■ TEXT BLOCK ■
•••••

I didn't know how much pain I was in again so internally until last night, drunk off whiskey just balling my eyes out. Admitting my pain. Admitting emotional and mental abuse. I'm just so fucking tired of this shit man. I'm not even suicidal and/depressed anymore. But I didn't know how badly I'm still holding on to or still experiencing. All it took was one memory to trigger the last 22 years of abandonment and all of these traumatic events.
I say I'm good and straight; I talk to so many other people in a day and I try to be strong and fucking stay alive for everybodys sake but honestly I get moments where I just want to disappear. Not fucking od or try to kill myself. But dark days come and go now. And there are moments of just darkness of a shadows forecasting over me. I can't sleep and refuse to. Not because I enjoy being busy or productive. That's only some of the cases. Insomnia is getting worse than ever before. Even though I don't have nightmares. I have these dreams.
I'm terrified of falling into old habits. I'm doing somewhat well now, but what the fuck is the point if I can't even feel the shit I be feeling but numbness and emptiness. All these posts, all these fucking edits. I talk with no emotion or context when talking and writing. I want to feel something. I want to just fucking feel something good. I'm just fucking tired of not knowing what the fuck I feel and I want to get the fuck out. I want to escape these mirror memories. I want to fucking drown myself in drunk to feel something or go far away.
Ever feel like you felt so much and had so much to intake that nothing even fulfills anything. Not hobbies, not people, not things, not yourself just absolutely fucking nothing makes me feel long enough. I'm so tired of everyone, I'm tired of everything. Myself the fucking sick cruel world. Sometimes I wonder and question my own fucking existence. I go through these memories because they come up and I don't feel bad for myself at all. I chose to be available for people who fucking did the fucked up shit to me like they did.

•••••

■ DATA LINES ■
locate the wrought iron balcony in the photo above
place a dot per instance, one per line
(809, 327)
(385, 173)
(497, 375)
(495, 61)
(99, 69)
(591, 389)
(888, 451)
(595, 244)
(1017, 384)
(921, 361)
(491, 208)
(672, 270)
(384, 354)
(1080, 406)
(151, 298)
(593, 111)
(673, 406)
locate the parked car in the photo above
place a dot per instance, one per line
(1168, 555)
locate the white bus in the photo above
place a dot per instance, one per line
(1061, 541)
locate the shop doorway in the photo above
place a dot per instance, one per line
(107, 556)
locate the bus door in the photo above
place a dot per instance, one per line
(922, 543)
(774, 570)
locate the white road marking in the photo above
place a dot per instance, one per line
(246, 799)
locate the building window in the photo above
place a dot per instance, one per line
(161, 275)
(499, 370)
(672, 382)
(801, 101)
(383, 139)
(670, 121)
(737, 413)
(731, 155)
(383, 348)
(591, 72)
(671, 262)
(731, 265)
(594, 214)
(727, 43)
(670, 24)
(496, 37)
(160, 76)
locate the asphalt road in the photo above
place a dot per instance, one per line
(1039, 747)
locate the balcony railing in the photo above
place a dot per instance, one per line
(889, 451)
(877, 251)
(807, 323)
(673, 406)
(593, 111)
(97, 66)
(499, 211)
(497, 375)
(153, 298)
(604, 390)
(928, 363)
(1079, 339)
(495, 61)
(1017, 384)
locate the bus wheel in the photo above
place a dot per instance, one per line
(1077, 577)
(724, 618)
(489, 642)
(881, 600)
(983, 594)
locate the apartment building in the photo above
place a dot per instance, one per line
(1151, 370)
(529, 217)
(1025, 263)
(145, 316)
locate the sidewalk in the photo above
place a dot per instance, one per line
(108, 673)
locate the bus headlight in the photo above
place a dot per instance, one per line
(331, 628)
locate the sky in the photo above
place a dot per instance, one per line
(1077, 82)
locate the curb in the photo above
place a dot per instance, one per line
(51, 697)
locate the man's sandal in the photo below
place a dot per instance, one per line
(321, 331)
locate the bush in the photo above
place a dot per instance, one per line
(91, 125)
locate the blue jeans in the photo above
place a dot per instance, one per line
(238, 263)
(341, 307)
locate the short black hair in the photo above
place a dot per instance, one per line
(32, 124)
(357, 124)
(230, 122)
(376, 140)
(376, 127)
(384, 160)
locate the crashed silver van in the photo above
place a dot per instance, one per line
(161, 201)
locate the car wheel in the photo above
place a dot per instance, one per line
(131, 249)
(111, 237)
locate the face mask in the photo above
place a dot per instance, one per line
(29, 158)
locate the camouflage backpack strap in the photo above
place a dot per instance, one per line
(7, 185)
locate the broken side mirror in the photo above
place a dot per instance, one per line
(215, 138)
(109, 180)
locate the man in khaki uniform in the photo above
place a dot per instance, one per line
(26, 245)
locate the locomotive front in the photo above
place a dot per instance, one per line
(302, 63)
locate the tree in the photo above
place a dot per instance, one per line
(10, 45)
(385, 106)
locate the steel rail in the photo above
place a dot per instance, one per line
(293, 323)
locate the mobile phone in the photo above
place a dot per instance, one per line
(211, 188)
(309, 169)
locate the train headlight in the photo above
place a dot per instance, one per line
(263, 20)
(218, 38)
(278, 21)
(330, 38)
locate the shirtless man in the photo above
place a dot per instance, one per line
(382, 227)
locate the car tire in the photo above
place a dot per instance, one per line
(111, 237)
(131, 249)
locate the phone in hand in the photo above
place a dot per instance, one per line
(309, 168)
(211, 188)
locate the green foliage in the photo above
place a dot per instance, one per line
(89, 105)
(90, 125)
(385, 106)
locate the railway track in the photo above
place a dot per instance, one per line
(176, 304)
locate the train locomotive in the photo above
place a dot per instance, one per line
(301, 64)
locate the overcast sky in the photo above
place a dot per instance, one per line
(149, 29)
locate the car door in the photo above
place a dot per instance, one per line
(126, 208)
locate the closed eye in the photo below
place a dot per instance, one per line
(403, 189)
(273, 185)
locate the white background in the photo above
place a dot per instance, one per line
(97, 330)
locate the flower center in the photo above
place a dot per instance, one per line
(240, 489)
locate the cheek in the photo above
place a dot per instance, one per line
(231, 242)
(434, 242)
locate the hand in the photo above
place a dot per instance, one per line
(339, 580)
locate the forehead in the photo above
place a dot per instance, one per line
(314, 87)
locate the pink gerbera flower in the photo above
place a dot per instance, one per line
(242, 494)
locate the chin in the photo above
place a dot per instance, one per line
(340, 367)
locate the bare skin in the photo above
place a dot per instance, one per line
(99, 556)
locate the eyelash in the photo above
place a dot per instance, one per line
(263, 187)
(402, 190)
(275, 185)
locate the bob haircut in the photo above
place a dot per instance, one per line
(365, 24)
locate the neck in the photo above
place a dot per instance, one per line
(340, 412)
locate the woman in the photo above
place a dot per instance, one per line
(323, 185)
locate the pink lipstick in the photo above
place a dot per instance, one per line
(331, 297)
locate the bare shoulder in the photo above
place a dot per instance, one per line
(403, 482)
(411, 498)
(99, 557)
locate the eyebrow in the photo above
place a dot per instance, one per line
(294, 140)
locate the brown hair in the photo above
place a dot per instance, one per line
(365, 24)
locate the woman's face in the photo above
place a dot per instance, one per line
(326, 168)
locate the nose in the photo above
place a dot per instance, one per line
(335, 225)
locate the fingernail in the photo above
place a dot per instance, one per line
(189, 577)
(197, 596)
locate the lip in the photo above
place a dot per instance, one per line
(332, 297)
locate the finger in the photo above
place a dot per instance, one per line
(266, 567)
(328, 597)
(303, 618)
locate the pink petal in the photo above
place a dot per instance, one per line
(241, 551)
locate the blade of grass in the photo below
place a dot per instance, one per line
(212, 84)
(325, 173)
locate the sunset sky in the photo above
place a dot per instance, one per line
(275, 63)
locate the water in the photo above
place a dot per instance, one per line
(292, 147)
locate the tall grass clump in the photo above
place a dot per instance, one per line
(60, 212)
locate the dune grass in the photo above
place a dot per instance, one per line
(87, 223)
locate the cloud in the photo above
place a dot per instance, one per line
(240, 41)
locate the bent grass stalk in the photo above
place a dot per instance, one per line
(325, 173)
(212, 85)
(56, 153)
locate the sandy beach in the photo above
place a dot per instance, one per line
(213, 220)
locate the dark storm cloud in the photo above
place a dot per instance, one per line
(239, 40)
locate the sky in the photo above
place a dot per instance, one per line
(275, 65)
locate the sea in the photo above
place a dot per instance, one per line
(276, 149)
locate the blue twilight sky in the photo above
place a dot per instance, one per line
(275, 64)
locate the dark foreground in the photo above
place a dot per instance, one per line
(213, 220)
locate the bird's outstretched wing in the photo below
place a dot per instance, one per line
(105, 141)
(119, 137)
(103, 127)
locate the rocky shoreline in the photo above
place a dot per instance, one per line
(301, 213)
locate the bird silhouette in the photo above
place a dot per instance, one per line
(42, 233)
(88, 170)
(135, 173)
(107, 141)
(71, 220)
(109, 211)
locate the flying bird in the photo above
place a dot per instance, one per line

•••••

■ DIRECTIONS ■
In the post about lingering emotional pain, how many years of abandonment did a single memory trigger?

■ OUTPUT OF THE TASK ■
The last 22 years.